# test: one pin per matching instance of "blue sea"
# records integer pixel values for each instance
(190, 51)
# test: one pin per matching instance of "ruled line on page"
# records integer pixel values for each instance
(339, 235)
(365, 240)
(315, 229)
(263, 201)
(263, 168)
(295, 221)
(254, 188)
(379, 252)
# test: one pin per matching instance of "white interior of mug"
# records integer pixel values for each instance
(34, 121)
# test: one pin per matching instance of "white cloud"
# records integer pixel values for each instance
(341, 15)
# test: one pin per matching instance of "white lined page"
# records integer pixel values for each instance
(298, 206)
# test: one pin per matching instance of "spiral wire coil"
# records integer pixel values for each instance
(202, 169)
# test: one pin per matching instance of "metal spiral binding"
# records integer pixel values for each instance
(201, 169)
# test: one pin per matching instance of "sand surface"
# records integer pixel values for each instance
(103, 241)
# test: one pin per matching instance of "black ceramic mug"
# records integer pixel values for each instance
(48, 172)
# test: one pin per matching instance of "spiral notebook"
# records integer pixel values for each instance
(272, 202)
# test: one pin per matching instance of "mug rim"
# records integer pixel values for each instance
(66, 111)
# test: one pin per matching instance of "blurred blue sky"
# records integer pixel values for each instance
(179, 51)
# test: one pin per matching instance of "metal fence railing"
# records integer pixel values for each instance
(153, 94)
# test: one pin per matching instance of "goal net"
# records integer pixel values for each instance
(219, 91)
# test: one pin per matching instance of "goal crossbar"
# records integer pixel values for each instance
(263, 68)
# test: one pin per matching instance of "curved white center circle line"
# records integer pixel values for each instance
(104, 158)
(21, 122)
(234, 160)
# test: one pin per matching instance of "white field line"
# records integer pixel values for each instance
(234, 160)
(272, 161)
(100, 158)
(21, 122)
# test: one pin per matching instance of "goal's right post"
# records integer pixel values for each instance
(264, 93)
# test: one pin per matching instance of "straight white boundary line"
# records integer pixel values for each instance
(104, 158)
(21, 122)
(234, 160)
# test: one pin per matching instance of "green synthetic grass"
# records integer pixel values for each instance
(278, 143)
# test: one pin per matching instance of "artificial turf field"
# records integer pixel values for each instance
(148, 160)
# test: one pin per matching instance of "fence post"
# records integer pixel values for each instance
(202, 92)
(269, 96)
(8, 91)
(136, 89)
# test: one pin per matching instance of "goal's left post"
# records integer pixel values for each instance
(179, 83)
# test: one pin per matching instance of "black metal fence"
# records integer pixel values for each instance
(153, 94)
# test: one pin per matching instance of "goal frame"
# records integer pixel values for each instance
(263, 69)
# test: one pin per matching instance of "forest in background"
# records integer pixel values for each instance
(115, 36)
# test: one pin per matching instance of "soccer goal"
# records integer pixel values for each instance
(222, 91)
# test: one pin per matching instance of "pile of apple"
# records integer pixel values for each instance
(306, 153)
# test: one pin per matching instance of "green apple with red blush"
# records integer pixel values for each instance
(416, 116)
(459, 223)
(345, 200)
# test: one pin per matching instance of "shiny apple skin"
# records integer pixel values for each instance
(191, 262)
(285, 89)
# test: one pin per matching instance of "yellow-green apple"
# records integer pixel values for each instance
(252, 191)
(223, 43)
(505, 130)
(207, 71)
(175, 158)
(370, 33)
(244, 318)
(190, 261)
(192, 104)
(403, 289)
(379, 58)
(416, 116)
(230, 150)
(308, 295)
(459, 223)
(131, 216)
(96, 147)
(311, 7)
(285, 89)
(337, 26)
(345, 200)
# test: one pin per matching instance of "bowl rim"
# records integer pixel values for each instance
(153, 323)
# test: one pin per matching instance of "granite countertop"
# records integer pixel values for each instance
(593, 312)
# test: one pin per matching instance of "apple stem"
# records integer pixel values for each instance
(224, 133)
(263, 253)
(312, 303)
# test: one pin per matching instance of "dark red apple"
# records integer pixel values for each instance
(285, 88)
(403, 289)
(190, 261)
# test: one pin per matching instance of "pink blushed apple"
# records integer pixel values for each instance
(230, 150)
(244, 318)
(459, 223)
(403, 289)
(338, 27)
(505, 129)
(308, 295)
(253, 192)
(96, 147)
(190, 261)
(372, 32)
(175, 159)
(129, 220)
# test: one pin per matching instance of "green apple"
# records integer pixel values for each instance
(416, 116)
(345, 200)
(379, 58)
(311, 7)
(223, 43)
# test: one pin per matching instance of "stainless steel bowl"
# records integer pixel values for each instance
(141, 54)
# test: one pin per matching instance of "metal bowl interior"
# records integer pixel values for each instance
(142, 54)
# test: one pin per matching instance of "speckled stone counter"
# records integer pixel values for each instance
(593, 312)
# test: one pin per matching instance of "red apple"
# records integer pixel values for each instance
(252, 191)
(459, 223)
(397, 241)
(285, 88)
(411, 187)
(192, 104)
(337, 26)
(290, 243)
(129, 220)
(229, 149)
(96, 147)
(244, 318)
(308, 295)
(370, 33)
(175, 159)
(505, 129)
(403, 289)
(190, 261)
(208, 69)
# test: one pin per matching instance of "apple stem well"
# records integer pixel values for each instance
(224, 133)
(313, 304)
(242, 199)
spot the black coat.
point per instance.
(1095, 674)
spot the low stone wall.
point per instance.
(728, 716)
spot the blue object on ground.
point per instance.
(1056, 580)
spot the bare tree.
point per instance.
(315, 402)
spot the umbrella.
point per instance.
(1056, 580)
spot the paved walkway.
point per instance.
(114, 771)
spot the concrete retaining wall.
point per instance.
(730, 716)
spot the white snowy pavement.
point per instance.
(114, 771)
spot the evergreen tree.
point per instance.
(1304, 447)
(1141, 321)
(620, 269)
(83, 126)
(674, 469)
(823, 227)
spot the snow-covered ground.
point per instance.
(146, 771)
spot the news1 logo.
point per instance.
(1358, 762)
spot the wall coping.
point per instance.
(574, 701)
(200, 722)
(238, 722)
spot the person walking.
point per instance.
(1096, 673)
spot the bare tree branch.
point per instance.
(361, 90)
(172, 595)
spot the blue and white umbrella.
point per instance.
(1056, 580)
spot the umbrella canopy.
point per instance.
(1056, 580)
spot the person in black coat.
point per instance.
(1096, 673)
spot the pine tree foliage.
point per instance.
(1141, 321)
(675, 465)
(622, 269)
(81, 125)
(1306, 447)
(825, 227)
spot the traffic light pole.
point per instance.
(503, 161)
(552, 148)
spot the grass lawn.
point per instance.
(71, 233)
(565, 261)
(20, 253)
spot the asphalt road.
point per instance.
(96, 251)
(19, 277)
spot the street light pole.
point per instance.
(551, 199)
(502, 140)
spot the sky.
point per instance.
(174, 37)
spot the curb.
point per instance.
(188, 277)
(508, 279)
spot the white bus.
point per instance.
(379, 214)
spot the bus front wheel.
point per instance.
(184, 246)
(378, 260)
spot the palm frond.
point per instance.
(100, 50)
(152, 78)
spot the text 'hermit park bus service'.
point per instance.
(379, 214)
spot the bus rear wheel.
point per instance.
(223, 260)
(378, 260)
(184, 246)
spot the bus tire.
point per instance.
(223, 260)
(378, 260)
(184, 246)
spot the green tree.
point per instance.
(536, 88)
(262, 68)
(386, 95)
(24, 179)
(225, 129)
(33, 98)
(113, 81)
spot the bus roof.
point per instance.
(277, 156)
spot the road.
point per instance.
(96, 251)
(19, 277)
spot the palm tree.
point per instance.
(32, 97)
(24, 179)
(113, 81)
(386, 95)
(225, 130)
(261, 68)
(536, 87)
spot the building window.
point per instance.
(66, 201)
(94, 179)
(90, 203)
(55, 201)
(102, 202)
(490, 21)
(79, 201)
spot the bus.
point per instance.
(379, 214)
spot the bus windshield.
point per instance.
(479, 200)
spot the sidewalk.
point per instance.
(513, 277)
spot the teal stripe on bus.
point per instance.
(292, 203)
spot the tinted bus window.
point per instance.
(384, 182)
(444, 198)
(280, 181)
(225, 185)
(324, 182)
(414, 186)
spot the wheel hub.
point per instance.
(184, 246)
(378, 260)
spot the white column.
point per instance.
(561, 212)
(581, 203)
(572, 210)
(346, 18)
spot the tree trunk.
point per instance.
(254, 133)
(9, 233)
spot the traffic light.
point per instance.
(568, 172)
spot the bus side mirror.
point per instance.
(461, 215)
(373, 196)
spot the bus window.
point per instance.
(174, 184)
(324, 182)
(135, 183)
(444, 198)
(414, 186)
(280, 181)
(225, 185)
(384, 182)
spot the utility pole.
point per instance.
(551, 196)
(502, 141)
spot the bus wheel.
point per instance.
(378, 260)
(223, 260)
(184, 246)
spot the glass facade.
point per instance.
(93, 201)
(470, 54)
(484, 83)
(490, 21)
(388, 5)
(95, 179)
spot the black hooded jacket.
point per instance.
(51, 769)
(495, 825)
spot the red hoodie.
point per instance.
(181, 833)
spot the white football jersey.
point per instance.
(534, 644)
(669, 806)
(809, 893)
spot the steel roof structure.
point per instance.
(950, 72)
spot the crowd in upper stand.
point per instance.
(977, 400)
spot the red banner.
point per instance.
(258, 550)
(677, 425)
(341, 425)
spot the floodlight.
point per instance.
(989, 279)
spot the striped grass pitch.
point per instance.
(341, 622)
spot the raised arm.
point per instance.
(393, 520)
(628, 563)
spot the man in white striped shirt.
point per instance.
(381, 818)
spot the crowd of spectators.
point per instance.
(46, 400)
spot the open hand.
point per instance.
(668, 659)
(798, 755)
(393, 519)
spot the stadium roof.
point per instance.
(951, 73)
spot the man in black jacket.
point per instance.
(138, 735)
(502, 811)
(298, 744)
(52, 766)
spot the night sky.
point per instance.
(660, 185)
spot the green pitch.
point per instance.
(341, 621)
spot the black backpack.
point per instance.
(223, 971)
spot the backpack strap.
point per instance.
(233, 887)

● **WORK INSTRUCTIONS**
Rewrite the lines from the one containing "spot the floodlight." through the end of the rows, replacing "spot" with "locate" and leaving everything else unchanged.

● **OUTPUT OF THE EXERCISE**
locate the floodlight.
point per instance.
(989, 279)
locate the striped grass pitch.
point per instance.
(341, 622)
locate the raised arm.
point per instance.
(393, 520)
(628, 563)
locate the man in white striped shirt.
point per instance.
(381, 818)
locate the crowd of spectators.
point per instance.
(46, 400)
locate the open hand.
point per instance.
(668, 659)
(798, 755)
(393, 519)
locate the stadium roof.
point per instance.
(951, 73)
locate the man in black jacket.
point per instance.
(138, 735)
(502, 811)
(298, 744)
(52, 766)
locate the night sky.
point per instance.
(660, 185)
locate the green pitch.
point per instance.
(341, 621)
locate the black backpack.
point per instance.
(223, 971)
locate the backpack strap.
point per instance.
(233, 887)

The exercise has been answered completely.